# [Work instruction A]
Answer these questions using the custody opinion excerpt:
(i) How did Dr. Keller report that the children feel about their two parents?
(ii) What temporary parenting schedule did Dr. Keller recommend be kept going forward?
(iii) According to Dr. Keller's final report, what did the children say had contributed to the improvement in their relationship with their father?
# [Work instruction B]
Reproduce the custody opinion excerpt verbatim, everything from "The parties ultimately" down to "equal parenting time.".

# [Page excerpt]
# # # # #
Unlike Ross, in which the child expressed a clear custody preference based on significant emotional distress caused by living with the mother, these children have expressed no opposition to continuing joint custody. Dr. Keller also reported that the children are psychologically well-adjusted and love both parents equally. Furthermore, unlike Steinke, the district court expressly considered the preference of both children. The district court noted that, "[a]ccording to the report from Dr. Keller, the girls still have some hesitancy about spending time with their [f]ather." Although the district court concluded that "[i]t is in [the children's] best interest to have an equal parenting time schedule with both parents," the district court noted that, "given the reservations of the girls, it would be in their best interest to stagger the additions."

The district court also found that "adding parenting time for father is beneficial to the girls as it will continue the forward process of strengthening their relationship that has been started between them." Mother claims that this finding is not supported by the evidence. In Dr. Keller's December 2015 report, he stated that "[b]oth children . . . are angry with their father for how and why he and their mother ended their relationship . . . and that their anger plays a significant role as to their current reported discomfort when at their father's home." Dr. Keller recommended that father participate in parent-child therapy with his children to address the children's "thoughts and feelings about how and why [father] and [mother] ended their relationship." Dr. Keller also recommended that the temporary parenting schedule, in which father had parenting time every Wednesday and every other weekend, should be maintained going forward.

The parties ultimately agreed to a parenting-time schedule granting father more parenting time than Dr. Keller recommended. In Dr. Keller's final report, he stated that "[t]he children report that their relationship with their father has notably improved and that parent-child counseling has contributed to the improvement." The record contains evidence that, as father spends more time with the children, their relationship improves. Therefore, the district court's finding that spending more time with father would benefit the children by strengthening their relationship with father is supported by evidence in the record and is not clearly erroneous. The district court did not abuse its discretion by granting father equal parenting time.
# # # # #
# [Extracted data]
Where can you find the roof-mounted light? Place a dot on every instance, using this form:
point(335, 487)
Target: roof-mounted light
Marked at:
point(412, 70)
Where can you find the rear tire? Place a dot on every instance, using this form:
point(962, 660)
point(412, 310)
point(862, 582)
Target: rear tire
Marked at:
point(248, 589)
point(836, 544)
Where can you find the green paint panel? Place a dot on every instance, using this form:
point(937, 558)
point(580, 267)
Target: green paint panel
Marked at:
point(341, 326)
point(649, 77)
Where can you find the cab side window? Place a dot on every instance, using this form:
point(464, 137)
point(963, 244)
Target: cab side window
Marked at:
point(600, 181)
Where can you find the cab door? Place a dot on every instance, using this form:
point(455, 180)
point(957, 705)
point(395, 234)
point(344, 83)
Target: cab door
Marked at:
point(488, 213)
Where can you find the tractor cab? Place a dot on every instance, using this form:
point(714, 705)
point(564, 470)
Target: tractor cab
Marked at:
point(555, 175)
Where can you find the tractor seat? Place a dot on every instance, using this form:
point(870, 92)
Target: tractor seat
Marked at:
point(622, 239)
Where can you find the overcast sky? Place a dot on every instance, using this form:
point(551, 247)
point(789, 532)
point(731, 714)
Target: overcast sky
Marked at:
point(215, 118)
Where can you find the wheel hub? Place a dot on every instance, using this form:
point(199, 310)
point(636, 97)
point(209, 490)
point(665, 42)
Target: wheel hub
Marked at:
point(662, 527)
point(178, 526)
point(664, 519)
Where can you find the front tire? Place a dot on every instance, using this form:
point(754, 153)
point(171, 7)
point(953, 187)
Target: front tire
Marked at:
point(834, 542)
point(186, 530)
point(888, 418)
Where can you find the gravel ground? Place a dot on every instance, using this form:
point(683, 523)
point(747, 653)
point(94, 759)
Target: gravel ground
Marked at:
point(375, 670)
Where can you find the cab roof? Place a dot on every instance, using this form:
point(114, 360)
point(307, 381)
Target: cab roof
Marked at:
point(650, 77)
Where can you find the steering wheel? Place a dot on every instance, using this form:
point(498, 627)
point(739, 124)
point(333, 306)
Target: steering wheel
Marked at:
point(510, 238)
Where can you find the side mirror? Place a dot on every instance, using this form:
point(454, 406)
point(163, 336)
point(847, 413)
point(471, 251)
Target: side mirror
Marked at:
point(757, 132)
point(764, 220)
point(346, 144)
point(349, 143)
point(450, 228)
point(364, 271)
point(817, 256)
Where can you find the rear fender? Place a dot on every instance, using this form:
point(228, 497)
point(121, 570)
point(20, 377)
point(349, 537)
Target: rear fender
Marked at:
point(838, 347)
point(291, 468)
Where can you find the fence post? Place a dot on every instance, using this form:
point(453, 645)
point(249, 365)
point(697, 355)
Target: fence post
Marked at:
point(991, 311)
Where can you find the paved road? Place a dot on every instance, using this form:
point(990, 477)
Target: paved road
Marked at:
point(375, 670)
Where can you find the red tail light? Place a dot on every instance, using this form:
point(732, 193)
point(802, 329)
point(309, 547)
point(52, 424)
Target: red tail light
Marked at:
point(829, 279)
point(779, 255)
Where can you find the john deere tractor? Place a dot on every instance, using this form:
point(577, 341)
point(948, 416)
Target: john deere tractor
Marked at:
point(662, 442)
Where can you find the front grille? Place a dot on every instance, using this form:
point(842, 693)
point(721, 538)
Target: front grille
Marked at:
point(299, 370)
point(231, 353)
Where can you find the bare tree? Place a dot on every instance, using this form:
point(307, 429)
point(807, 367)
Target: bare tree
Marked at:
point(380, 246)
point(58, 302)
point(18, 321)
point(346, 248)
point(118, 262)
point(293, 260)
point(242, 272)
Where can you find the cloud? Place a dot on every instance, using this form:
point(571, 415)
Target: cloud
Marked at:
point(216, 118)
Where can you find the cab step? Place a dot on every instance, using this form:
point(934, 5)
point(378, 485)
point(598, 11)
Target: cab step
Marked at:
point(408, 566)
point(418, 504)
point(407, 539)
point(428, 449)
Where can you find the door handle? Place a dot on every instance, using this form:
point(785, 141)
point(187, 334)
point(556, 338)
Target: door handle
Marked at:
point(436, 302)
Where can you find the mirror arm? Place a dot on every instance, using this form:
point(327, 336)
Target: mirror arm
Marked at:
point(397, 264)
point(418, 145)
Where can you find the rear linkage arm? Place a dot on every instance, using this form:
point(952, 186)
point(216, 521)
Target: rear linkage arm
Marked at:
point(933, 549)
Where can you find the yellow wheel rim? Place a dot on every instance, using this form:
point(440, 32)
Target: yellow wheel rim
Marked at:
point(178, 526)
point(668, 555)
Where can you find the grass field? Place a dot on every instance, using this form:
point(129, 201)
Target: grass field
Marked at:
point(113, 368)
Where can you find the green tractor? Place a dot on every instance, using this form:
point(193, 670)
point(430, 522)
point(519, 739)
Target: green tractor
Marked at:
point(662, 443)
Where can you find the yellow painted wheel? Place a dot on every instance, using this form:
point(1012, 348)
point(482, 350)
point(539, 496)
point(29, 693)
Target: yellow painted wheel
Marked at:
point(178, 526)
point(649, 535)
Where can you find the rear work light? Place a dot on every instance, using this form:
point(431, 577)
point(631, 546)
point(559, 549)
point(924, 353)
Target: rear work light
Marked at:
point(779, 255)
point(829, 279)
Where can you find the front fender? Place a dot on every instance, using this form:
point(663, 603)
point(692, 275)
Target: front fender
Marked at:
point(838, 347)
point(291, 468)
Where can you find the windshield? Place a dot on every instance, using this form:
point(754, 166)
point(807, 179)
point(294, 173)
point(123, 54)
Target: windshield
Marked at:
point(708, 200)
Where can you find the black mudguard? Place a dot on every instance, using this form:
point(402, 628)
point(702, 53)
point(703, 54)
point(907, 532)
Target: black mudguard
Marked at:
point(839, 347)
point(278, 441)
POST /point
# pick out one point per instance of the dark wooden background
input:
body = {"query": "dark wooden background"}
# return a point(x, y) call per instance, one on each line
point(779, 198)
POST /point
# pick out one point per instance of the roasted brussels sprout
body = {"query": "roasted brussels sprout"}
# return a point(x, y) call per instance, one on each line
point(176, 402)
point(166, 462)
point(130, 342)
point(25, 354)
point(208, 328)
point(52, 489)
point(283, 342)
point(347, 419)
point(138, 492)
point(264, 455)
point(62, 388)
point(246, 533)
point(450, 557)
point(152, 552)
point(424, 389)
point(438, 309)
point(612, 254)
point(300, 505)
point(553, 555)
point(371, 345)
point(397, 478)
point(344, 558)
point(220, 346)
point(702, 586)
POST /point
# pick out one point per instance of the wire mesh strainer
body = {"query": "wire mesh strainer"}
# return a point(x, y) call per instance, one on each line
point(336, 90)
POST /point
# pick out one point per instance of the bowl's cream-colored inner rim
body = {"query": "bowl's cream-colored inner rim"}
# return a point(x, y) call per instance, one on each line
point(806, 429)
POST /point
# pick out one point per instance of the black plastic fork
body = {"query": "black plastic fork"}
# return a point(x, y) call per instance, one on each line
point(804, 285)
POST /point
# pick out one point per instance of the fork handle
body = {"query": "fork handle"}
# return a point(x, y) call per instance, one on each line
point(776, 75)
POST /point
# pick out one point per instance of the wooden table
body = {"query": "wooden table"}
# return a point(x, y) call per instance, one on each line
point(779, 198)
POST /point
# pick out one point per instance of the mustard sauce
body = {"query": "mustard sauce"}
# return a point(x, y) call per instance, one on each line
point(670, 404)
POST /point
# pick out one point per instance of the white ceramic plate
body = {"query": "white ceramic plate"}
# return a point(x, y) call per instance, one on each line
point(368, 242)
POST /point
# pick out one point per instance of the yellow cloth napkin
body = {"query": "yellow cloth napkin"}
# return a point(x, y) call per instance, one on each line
# # # # #
# [Reply A]
(i) They love both parents equally.
(ii) Father has parenting time every Wednesday and every other weekend.
(iii) Parent-child counseling.

# [Reply B]
The parties ultimately agreed to a parenting-time schedule granting father more parenting time than Dr. Keller recommended. In Dr. Keller's final report, he stated that "[t]he children report that their relationship with their father has notably improved and that parent-child counseling has contributed to the improvement." The record contains evidence that, as father spends more time with the children, their relationship improves. Therefore, the district court's finding that spending more time with father would benefit the children by strengthening their relationship with father is supported by evidence in the record and is not clearly erroneous. The district court did not abuse its discretion by granting father equal parenting time.